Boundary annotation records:

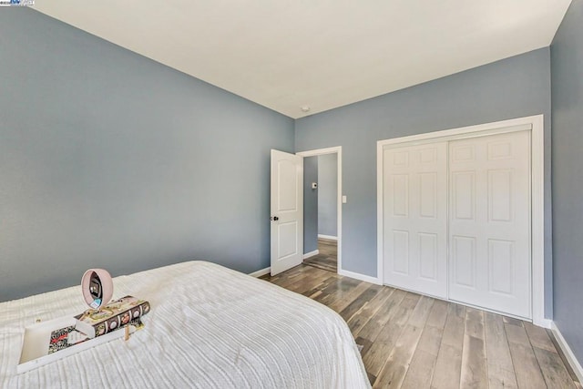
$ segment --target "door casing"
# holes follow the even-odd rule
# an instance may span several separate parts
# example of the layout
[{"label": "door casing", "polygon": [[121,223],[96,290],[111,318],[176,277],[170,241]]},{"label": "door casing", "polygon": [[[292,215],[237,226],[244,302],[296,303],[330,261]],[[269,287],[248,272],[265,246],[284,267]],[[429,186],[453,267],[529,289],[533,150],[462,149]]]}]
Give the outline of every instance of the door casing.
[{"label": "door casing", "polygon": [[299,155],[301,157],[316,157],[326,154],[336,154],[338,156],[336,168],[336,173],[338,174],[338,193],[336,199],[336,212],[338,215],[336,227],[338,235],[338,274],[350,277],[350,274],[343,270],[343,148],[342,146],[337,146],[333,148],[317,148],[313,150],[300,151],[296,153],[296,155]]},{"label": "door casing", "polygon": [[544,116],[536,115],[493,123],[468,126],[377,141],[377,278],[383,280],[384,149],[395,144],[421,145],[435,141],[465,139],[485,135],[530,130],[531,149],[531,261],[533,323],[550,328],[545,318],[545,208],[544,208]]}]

** Written task **
Write out the stretch from the start of the listing through the line containing "# example of the layout", switching "holes" to "gaps" and keeping everything else the same. Leave the pictures out of your answer.

** Expected answer **
$ segment --target "door casing"
# gaps follow the even-odd rule
# an instance may span several separate parts
# example of the layout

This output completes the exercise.